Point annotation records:
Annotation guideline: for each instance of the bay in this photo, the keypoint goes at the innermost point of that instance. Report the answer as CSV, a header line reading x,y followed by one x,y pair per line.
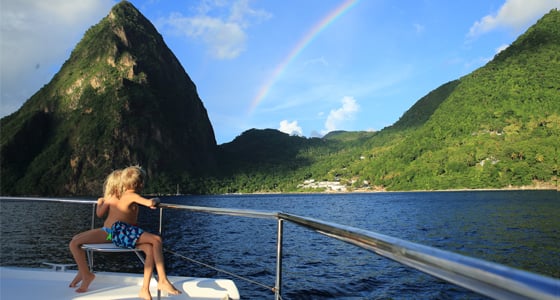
x,y
520,229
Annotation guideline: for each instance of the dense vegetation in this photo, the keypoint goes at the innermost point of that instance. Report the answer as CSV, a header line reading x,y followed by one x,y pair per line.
x,y
122,98
497,127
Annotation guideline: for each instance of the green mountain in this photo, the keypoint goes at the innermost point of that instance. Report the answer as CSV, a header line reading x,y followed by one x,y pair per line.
x,y
121,98
497,127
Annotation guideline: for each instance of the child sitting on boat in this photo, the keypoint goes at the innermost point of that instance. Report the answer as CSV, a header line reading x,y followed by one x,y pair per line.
x,y
121,200
127,235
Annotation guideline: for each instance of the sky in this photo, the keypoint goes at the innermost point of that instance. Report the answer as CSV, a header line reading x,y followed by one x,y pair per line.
x,y
304,67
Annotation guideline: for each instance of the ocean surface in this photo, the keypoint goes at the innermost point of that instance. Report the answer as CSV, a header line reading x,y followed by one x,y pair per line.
x,y
519,229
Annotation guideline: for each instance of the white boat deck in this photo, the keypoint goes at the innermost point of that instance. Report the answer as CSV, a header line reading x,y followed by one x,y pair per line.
x,y
31,283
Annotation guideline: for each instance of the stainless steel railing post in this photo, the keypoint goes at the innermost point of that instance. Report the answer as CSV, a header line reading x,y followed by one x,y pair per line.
x,y
93,216
278,285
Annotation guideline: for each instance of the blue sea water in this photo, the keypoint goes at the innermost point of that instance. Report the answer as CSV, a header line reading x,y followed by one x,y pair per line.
x,y
520,229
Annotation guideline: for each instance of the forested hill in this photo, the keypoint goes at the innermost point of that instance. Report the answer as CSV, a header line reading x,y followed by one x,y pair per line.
x,y
121,98
494,128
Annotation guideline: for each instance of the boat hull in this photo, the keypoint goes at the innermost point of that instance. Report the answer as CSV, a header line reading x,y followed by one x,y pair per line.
x,y
29,283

SET EXERCISE: Retype every record above exactly as written, but leave out the pictures.

EXPECTED OUTPUT:
Annotation guideline: for each instance of the bay in this photo, the keypoint goes at the innermost point of that instance. Report the answer as CSV, a header line reading x,y followed by one x,y pair per line.
x,y
520,229
Annotation guideline: for each instance of the dense vegetation in this photo, the keypoint goes at the innermost point of that instance. Report the answer as CSV, a header line reading x,y followed by one x,y pair per line.
x,y
122,98
497,127
Annotation guideline: for each instance of the green mountain in this photo, the keypoint goes at the innermost point of that instance. Report the answer as CSV, a header line reading x,y followed by one x,y pair per line.
x,y
121,98
497,127
Annotation guideline: for each instance of the child sitting on boat in this photo, the keypoint goes at the innermost point of that instance. Report the answer as CSV, a header line reading x,y followed by one x,y pair per line.
x,y
121,200
127,235
Annotation guideline: for each instance of the sky in this photo, the keypoint goes at the innermost point of that instance. Report the answer as CSV, a header line reading x,y followed by one x,y pair per line.
x,y
304,67
Annotation guideline: for each instance of the ocean surface in this photo, the keypoint goes at the innermost point of that instance. Report the answer as CSV, a header line reading x,y followed by one x,y pair per line.
x,y
519,229
Annotation guideline: for each instance of the white boat deck in this photo, the keypoint goes at the innermost point of that instance. Report the answer as CSV, a header line reading x,y followed by one x,y pair per line.
x,y
31,283
Annotation guideline: for each instance of the stainless steel railing post in this photo, the keypoint goes at the innermost point of that instance. Report the answer as CSV, a header line reading x,y followed by one x,y pair per line.
x,y
93,216
278,285
Annotation guideline: for each instance of the blue sea water in this photo, the keypoint goes at the innermost point of that instance. Report the answer as CSV, a header line reading x,y followed by one x,y pair per line.
x,y
520,229
Annotation guideline: for each instance of the forested hill in this photo, the keypoint goes at the innermost point of that instance. Report the answer as CSV, a header line reading x,y followed by one x,y pair per line.
x,y
121,98
494,128
Annotation guideline: for each instance of the boat hull in this photo, the keypoint goes at the innermost point of that instance. Report the answer as CSV, a header line reading x,y followed by one x,y pair per line.
x,y
29,283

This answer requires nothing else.